EXCERPT PROVIDED:
There are actually five studies now on this, all show that it has <10% positive effect on spread of covid, and no delta in excess deaths it just changes causes from covid-19 to deaths of despair.
This also claims that the more restrictive measures actually increased the spread:
In none of the 8 countries and in none out of the 16 comparisons (against Sweden or South Korea) were the effects of mrNPIs significantly negative (beneficial). The point estimates were positive (point in the direction of mrNPIs resulting in increased daily growth in cases) in 12 out of 16 comparisons (significantly positive in 3 of the 12, in Spain and in England compared with Sweden). The only country where the point estimates of the effects of mrNPIs were negative in both comparisons was Iran (-0.07 [95CI -0.21 - 0.07] compared with Sweden; -0.02 [95CI -0.28 - 0.25] compared with South Korea).
Certainly in the UK back in March/April a large number of deaths are likely attributable to sick older people being placed back into care homes from hospital to free up capacity
What I see missing from this and several other types of analysis is lockdowns aren’t supposed to be instantly effective. A single infected individual will expose potentially many people in their household. That’s known and accepted, the goal is to stop the spread between groups. Effectively you need to compare infection growth rates 1 month into a lockdown not 1 day.

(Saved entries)
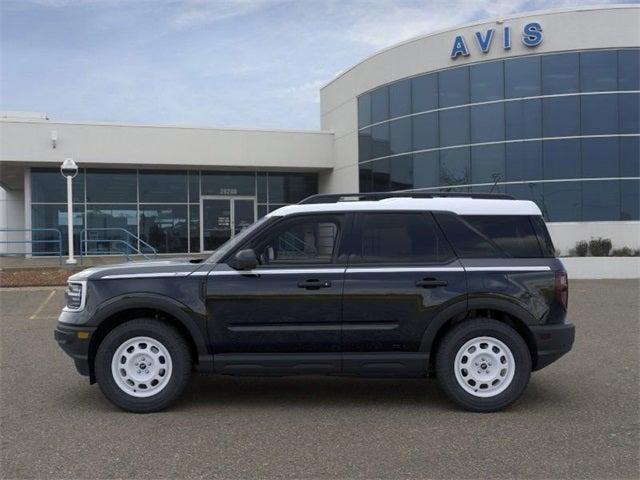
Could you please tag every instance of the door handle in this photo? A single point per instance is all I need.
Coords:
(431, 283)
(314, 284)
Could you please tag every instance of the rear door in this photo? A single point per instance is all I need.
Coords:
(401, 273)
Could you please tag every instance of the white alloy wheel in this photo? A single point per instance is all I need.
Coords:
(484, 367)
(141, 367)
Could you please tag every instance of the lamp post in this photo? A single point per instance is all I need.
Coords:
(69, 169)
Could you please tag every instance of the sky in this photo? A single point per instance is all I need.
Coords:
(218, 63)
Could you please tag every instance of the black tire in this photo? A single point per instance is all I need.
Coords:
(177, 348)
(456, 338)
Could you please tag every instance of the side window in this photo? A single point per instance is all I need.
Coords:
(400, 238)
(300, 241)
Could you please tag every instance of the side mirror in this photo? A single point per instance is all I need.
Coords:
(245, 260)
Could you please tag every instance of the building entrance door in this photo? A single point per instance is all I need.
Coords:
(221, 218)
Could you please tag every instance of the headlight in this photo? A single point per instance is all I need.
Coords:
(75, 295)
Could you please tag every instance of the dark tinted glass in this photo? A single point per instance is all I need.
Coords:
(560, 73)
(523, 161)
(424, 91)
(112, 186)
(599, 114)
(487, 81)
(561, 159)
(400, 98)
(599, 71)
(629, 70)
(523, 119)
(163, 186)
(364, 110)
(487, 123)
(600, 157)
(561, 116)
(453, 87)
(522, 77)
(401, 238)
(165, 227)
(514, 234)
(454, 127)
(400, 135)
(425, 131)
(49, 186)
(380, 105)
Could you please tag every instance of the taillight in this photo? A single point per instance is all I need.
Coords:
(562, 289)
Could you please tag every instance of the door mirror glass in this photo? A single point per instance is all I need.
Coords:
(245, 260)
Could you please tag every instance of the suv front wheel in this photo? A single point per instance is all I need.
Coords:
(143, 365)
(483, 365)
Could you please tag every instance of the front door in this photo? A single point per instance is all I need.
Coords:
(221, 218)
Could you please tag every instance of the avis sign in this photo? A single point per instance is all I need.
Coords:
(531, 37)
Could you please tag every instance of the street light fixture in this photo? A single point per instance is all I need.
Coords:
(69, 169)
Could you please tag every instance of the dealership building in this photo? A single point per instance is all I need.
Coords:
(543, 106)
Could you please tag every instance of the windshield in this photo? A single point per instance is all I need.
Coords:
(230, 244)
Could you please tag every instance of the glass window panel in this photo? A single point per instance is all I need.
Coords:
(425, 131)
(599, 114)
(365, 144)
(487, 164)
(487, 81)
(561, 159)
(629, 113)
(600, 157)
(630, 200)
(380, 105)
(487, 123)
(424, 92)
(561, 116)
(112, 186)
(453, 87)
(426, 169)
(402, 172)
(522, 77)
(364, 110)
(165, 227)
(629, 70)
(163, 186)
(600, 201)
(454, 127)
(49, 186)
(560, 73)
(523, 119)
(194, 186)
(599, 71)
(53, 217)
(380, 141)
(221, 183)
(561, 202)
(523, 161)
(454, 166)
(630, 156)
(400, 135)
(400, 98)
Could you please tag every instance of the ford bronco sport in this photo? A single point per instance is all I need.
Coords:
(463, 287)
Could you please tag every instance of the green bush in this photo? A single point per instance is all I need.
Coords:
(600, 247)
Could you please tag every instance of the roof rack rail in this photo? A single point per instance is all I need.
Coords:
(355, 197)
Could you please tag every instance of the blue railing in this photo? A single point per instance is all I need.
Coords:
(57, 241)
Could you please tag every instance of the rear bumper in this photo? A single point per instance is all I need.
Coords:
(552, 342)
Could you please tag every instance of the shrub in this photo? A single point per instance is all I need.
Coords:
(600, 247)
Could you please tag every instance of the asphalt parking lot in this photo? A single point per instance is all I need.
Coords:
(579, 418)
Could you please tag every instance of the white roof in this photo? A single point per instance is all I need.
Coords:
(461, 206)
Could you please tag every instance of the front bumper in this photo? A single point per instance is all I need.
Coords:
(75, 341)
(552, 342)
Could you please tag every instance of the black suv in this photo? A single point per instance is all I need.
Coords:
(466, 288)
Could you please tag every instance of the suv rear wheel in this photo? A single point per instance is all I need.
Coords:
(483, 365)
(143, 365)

==

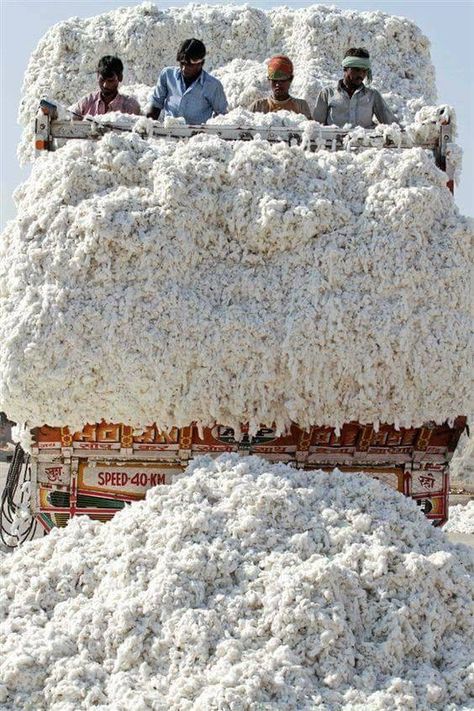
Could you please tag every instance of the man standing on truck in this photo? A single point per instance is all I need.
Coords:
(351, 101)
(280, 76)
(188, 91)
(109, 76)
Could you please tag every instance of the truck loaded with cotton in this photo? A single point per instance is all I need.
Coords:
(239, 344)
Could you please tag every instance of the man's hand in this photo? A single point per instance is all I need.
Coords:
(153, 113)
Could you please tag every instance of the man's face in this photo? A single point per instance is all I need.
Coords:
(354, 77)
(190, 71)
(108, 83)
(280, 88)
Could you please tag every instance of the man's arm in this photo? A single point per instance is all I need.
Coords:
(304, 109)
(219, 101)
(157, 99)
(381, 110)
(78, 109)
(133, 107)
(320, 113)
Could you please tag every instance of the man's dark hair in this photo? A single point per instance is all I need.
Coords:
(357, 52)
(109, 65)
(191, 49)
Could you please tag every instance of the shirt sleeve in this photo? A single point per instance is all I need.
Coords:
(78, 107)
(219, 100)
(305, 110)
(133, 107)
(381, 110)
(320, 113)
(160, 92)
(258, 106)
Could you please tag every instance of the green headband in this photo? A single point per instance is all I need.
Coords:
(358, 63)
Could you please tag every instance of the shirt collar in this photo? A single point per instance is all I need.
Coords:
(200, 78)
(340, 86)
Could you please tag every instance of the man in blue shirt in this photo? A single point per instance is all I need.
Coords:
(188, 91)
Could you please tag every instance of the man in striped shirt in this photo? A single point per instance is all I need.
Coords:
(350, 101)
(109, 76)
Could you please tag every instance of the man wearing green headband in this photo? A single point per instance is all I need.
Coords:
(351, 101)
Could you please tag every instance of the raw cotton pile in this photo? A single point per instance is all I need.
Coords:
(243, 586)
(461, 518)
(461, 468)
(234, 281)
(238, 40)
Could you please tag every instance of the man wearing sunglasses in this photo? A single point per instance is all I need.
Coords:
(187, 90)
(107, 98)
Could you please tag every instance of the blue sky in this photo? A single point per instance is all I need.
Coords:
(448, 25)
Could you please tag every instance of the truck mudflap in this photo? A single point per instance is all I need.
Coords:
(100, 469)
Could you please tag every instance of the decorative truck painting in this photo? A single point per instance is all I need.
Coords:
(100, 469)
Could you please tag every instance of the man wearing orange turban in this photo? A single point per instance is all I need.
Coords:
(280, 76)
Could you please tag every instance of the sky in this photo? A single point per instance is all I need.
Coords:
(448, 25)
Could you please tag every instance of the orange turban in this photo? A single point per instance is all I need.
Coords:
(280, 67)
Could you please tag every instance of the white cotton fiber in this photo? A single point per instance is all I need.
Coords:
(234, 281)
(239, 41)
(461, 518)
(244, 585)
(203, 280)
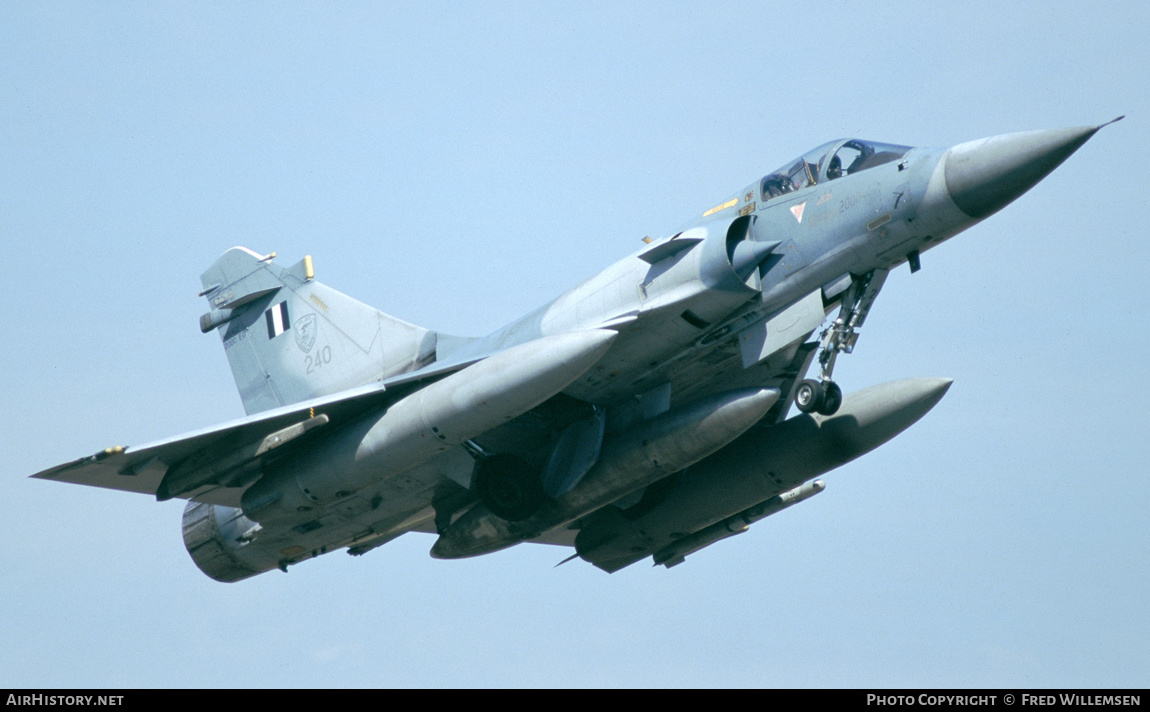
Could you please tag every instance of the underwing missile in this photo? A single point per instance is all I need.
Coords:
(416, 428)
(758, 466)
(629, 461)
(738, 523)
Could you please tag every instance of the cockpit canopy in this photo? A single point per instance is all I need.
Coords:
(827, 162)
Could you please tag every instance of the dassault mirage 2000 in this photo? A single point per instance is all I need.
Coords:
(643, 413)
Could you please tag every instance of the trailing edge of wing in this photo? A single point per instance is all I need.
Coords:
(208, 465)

WORK INSTRUCTIONS:
1. According to the lockdown discussion, how far into a lockdown should infection growth rates be compared?
2. Please quote the portion of the lockdown discussion that starts with the words containing "Certainly in the" and finishes with "lockdown not 1 day.".
3. Extend the lockdown discussion past its final sentence.
This material has no connection to the lockdown discussion.

PER-TASK OUTPUTS:
1. One month into a lockdown, not one day.

2.
Certainly in the UK back in March/April a large number of deaths are likely attributable to sick older people being placed back into care homes from hospital to free up capacity
What I see missing from this and several other types of analysis is lockdowns aren’t supposed to be instantly effective. A single infected individual will expose potentially many people in their household. That’s known and accepted, the goal is to stop the spread between groups. Effectively you need to compare infection growth rates 1 month into a lockdown not 1 day.

3.
Unfortunately, US covid data is also really unreliable as the percentage of people diagnosed clearly isn’t constant over the course of the pandemic. Most obviously dips in daily infections and deaths over Thanksgiving and Christmas are clearly artifacts in data collection.
Looking at for example the weekly all-cause deaths in the U.S. shows large spikes corresponding to the 3 waves, but those peaks don’t map to the reported daily COVID deaths. Similarly the rates of COVID hospitalization and deaths don’t map between the 1st, 2nd, and 3rd wave. https://en.wikipedia.org/wiki/Statistics_of_the_COVID-19_pan...
PS: It’s easy to count the number of positive test results, much harder to accurately estimate total infections over time.